» **TEKS YANG DIBERIKAN**
......

Rabu, 23 Mei 2012

BIOGRAFI SUHRAWARDI

Oleh: Pedi Ahmad

ABU AL-FUTUH YAHYA BIN HABASY BIN ‘AMIRAK As-Suhrawardi Al-Kurdi, yang biasa dikenal dengan sebutan Suhrawardi lahir pada tahun 1153 M./549 H., di Suhraward, sebuah kampung di kawasan Jibal, Iran. Ia banyak memiliki gelar: Syaikh al-’Israq, Al-Hakim, Asy-syahid  dan Al-Maqtul, akan tetapi Suhrawardi lebih terkenal dengan julukan al-Maqtul karena ia menemui kematian tragis melalui eksekusi di Aleppo pada 587 H/1191 M dan karena itulah ia terkadang disebut guru yang terbunuh.
Meskipun situasi dan kondisi di sekitar kematian Suhrawardi masih menjadi objek spekulasi, namun informasi tentang kehidupannya begitu luas. Filosof berpengaruh ini hidup hanya sekitar tigapuluh delapan tahun. Pada 579 H/1183 M ia bertolak ke Aleppo, tempat ia menyelesaikan karya utamanya Hikmah al-Israq pada 582 H/1186M. Penulis biografi utamanya, Syams Al-Din Muhammad Syahrazuri, menyatakan dalam Nuzhah Al-Arwah-nya bahwa Suhrawardi berumur tigapuluh tahun saat menuntaskan karya filsafat utamanya yang lain, Al-Masyari wa al-Mutarahat (yang diselesaikan pada 579 H/1183M ).
Pertama-tama, Suhrawardi belajar filsafat dan teologi kepada Majd Al-Din Al-Jilli di Maraghah, kemudian mengembara ke Ishafan untuk belajar kepada Fakhr Al-Din Al-Mardini (w. 594H/1198 M) yang konon telah meramalkan kematian muridnya. Juga diketahui bahwa Zahir Al-Farsi, seorang logikawan, memperkenalkan Suhrawardi dengan Al-Basha’ir karya logikawan termashur, Umar Ibn Sahlan Al-Shawi. Fakta ini cukup penting karena karya yang disebut terakhir ini termasuk karya pertama yang menyimpang dari pembagian baku sembilan bagian logika—yaitu, sembilan buku dari Organon—dan mengakui dua bagian: logika formal dan logika material. Suhrawardi kemudian menggunakan sistem yang yang lebih sederhana ini dalam logika tiga-bagiannya, yang terdiri dari semantik, logika formal dan logika material.

......

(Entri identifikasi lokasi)
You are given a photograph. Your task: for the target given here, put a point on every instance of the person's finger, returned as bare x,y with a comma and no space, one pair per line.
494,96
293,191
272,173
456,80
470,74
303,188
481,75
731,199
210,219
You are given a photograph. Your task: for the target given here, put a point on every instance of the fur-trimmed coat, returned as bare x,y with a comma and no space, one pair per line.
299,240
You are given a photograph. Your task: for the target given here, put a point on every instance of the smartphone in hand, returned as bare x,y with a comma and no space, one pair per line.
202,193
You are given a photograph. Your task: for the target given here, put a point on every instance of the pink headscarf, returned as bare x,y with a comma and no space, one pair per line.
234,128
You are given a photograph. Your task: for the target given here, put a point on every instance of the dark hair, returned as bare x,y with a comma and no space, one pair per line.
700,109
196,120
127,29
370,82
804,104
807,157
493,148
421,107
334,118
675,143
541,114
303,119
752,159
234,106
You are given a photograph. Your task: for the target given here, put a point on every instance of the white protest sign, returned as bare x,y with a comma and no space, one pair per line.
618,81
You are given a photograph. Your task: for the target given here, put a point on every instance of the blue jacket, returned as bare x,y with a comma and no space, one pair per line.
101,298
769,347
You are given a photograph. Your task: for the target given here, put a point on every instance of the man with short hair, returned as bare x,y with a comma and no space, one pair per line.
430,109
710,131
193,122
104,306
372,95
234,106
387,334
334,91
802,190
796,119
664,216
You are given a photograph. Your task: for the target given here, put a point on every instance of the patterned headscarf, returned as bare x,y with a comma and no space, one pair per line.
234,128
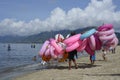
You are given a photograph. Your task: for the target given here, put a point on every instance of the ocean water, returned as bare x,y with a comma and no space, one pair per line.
19,58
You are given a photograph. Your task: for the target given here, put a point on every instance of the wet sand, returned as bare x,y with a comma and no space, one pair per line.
101,70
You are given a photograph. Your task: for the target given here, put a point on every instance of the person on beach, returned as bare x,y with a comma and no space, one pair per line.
92,59
71,55
104,54
34,58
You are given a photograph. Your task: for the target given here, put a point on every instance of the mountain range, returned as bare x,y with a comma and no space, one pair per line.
41,37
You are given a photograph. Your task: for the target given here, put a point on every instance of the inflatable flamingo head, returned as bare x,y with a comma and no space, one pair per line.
72,33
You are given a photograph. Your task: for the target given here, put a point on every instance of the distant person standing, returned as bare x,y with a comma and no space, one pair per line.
92,58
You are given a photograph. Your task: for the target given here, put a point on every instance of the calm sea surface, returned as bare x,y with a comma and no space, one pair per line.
17,58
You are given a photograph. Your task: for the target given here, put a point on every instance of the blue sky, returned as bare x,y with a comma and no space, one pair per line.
27,17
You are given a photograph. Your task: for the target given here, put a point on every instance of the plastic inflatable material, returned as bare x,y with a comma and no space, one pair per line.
57,47
105,27
72,39
87,34
72,47
108,32
102,38
89,50
98,42
59,37
82,45
91,42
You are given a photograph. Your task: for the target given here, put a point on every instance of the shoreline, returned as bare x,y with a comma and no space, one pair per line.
101,70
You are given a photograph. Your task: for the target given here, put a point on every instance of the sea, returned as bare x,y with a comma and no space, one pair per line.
19,59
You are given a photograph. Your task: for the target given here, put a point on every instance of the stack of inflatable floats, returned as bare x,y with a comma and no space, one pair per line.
90,41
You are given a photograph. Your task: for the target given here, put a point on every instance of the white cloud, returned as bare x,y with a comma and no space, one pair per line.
96,13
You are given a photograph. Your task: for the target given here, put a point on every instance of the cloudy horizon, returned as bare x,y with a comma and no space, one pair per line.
95,13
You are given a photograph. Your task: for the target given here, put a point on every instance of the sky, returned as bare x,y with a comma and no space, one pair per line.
28,17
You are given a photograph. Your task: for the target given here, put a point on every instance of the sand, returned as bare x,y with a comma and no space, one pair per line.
101,70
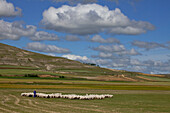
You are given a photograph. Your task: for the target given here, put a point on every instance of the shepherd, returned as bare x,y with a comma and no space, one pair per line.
34,93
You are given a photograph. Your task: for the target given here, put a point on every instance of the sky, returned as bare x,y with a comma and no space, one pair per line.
131,35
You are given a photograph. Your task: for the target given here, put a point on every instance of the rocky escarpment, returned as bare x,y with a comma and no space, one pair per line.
10,55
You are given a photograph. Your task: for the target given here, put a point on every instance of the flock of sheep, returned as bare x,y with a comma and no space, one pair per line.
68,96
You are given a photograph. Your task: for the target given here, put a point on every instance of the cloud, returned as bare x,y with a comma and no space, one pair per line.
99,39
73,2
15,30
147,45
72,38
91,19
110,48
83,59
46,48
8,9
41,35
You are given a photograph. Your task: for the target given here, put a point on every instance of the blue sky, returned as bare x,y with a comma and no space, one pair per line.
121,34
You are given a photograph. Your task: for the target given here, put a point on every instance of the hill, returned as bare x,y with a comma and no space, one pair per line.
19,62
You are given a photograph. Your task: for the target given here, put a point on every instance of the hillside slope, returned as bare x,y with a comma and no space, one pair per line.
15,61
10,55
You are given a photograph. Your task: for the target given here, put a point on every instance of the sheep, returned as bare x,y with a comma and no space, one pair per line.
69,96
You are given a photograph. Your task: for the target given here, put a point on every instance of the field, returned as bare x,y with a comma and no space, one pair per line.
128,97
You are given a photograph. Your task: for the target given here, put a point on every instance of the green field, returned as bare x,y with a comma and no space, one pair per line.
137,97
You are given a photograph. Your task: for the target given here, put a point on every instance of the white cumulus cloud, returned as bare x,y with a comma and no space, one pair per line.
99,39
42,35
90,19
8,9
15,30
46,48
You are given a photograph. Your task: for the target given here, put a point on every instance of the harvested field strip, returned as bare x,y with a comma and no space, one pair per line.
79,86
155,101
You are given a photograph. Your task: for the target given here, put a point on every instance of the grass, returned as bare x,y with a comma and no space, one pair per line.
23,72
150,97
122,102
78,84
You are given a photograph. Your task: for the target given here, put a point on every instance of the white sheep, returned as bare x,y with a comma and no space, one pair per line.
69,96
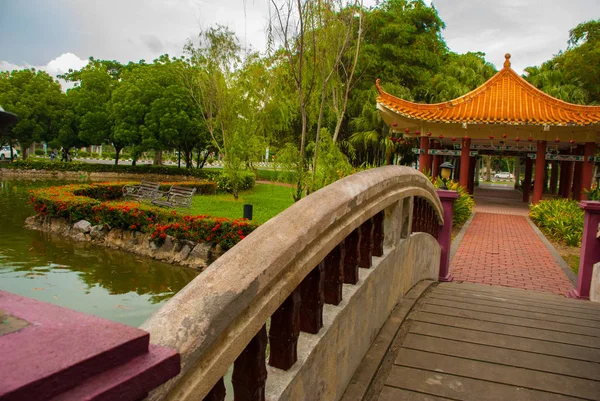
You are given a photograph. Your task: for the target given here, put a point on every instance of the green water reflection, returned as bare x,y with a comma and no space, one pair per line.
112,284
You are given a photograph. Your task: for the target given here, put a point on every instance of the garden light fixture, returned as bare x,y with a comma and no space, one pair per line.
445,172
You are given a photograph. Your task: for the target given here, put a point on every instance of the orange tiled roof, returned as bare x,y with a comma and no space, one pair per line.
505,98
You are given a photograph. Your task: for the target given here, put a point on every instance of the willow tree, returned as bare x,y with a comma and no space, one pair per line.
294,26
210,79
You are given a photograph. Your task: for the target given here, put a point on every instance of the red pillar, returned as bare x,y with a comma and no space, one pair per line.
577,173
472,164
437,160
587,173
527,179
540,172
569,179
590,250
424,157
562,179
465,158
445,233
554,178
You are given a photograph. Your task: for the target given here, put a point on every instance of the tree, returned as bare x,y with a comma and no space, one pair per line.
295,23
460,74
37,99
210,79
91,99
572,75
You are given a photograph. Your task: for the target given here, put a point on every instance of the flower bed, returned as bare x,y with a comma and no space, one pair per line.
223,183
100,204
560,219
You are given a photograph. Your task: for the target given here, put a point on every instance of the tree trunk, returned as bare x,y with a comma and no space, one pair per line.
157,158
117,152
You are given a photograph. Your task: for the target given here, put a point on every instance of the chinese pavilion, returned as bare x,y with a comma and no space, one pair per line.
504,116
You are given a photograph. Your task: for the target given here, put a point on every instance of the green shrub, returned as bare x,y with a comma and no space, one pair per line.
463,205
561,219
100,203
593,193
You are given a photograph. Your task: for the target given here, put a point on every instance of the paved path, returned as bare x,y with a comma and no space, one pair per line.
501,248
472,342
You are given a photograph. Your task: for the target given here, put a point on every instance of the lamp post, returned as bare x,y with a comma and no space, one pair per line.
445,172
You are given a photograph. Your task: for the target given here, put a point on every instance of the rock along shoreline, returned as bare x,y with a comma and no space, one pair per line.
178,252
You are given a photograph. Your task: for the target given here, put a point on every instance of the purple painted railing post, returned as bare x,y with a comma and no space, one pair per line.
445,232
590,249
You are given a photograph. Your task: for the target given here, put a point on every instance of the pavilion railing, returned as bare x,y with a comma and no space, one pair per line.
274,284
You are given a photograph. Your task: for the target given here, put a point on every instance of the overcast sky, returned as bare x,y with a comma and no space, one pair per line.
60,34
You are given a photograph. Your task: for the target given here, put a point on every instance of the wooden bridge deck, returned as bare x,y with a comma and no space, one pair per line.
477,342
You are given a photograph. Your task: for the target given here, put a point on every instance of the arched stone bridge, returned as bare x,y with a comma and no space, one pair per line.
337,298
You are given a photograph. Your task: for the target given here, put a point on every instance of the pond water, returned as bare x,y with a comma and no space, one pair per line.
112,284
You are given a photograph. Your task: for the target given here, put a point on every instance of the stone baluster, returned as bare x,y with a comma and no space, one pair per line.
352,258
334,274
284,332
366,244
217,393
378,234
249,370
312,295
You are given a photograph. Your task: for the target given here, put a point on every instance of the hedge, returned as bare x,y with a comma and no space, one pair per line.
248,178
561,219
101,204
110,168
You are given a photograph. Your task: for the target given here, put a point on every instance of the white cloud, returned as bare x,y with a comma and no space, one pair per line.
57,66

......

» **YANG DIMINTA**
- 1) Tuliskan ulang persis sebagian biografi Suhrawardi: mulai dari kata-kata yang memuat "Pertama-tama, Suhrawardi belajar", lalu berhenti setelah "semantik, logika formal dan logika material.".
- 2) Sebutkan setiap baris dalam daftar yang mengandung kata "tree".

» **JAWABAN**
- 1)
Pertama-tama, Suhrawardi belajar filsafat dan teologi kepada Majd Al-Din Al-Jilli di Maraghah, kemudian mengembara ke Ishafan untuk belajar kepada Fakhr Al-Din Al-Mardini (w. 594H/1198 M) yang konon telah meramalkan kematian muridnya. Juga diketahui bahwa Zahir Al-Farsi, seorang logikawan, memperkenalkan Suhrawardi dengan Al-Basha’ir karya logikawan termashur, Umar Ibn Sahlan Al-Shawi. Fakta ini cukup penting karena karya yang disebut terakhir ini termasuk karya pertama yang menyimpang dari pembagian baku sembilan bagian logika—yaitu, sembilan buku dari Organon—dan mengakui dua bagian: logika formal dan logika material. Suhrawardi kemudian menggunakan sistem yang yang lebih sederhana ini dalam logika tiga-bagiannya, yang terdiri dari semantik, logika formal dan logika material.

- 2)
You are given a photograph. Your task: for the target given here, put a point on every instance of the willow tree, returned as bare x,y with a comma and no space, one pair per line.
You are given a photograph. Your task: for the target given here, put a point on every instance of the tree, returned as bare x,y with a comma and no space, one pair per line.
You are given a photograph. Your task: for the target given here, put a point on every instance of the tree trunk, returned as bare x,y with a comma and no space, one pair per line.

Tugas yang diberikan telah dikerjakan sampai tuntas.